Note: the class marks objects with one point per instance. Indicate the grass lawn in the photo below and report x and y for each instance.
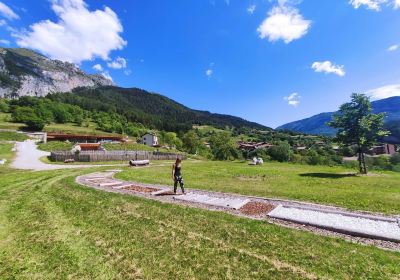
(378, 192)
(12, 136)
(6, 153)
(74, 129)
(52, 228)
(111, 162)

========================================================================

Written problem:
Lay out every line of the records above as a numbered list, skipping any blank lines and leaving out the pictures.

Exercise result:
1. Note: the class marks objects with one point per instance. Indicate the grass lawn in the photo below and report x and y for each instance.
2. (378, 192)
3. (12, 136)
4. (6, 153)
5. (74, 129)
6. (52, 228)
7. (111, 162)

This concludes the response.